- _読解文_
===
今後もおそらく労働関連法の改正が続くことが予想されます。


例えば、平成27年から国会で「労働基準法」についての改正案が審議されています。


具体的には、


> 「高度プロフェッショナル制度」で一定の年収要件(少なくとも1,000万円以上)を満たす労働者が、高度な専門的知識が必要な業務に従事する場合に、本人の同意や委員会の決議などを要件として、労働時間外、休日、深夜の割増賃金等の規定を適用除外とすること。


> 既に大企業に適用している月60時間を超える時間外労働に関する割増賃金率(50%以上)について、中小企業への猶予措置を廃止すること。

> 年次有給休暇の取得促進のために、使用者は、年10日以上の年次有給休暇が付与される労働者に対し、そのうちの5日について、毎年、時季を指定して与えなければならないこととすること。


> フレックスタイム制の「清算期間」の上限を1か月から3か月に延長する。併せて、1か月当たりの労働時間が過重にならないよう、1週平均50時間を超える労働時間については、当該月における割増賃金の支払い対象とすること。


などについて検討を進めているそうです。


また、平成28年11月28日に公布され、1年以内に施行されることになっている「外国人の技能実習の適正な実施及び技能実習生の保護に関する法律」では


多くの事業場で働く外国人技能実習生の「技能実習の適正な実施」および「技能実習生の保護」を図ることを目的としています。


それ以外にも、三六協定の上限時間や「同一労働同一賃金」に関するいくつかの法案についても検討しているようです。


労働に関する問題は、現在、社会の関心のある最も大きな話題のひとつだと思います。


どれも簡単に解決できるものではありませんが、法律改正で本当に良い方向に変わるかどうか、これからもしっかりと追っていくことは大事だと思います。


皆様も、身近に関わることだと思いますので、これからも是非、労働関連法について関心を持ち続けてください。
===
- _データ記録_
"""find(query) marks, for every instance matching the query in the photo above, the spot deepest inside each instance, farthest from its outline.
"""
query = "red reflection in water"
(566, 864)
===
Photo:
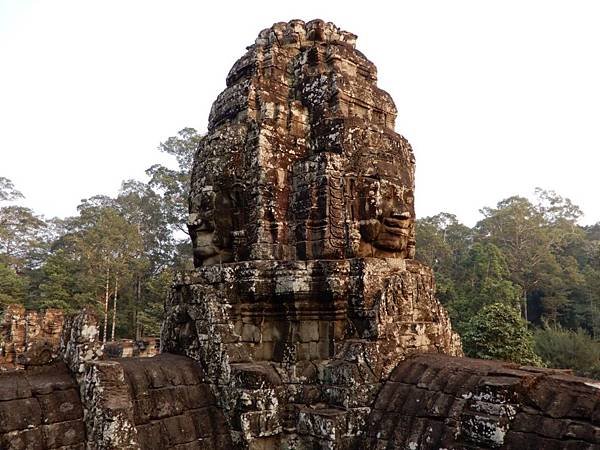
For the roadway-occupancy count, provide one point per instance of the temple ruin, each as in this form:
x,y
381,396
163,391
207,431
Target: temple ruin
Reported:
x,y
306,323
===
- _課題の要件_
1. 次の(a)〜(c)は読解文の内容と合っていますか。それぞれ「はい」か「いいえ」で答え、判断の根拠となる読解文の語句をそのまま引用してください。
(a) 高度プロフェッショナル制度の年収要件は、少なくとも1,000万円以上とされている。
(b) フレックスタイム制の清算期間の上限を、1か月から6か月に延ばすことが検討されている。
(c) 外国人の技能実習に関する法律は、平成28年11月28日に施行された。
2. 読解文について、次の(a)〜(c)に答えてください。
(a) 労働基準法の改正案は、いつから国会で審議されていますか。
(b) 中小企業への猶予措置の廃止が検討されている割増賃金率は、何%以上ですか。
(c) 年10日以上の年次有給休暇が付与される労働者に対し、使用者が毎年時季を指定して与えなければならないのは何日分ですか。

- _解答一覧_
1.
(a) はい。「一定の年収要件(少なくとも1,000万円以上)」
(b) いいえ。「上限を1か月から3か月に延長する」
(c) いいえ。「平成28年11月28日に公布され、1年以内に施行されることになっている」

2.
(a) 平成27年から
(b) 50%以上
(c) 5日分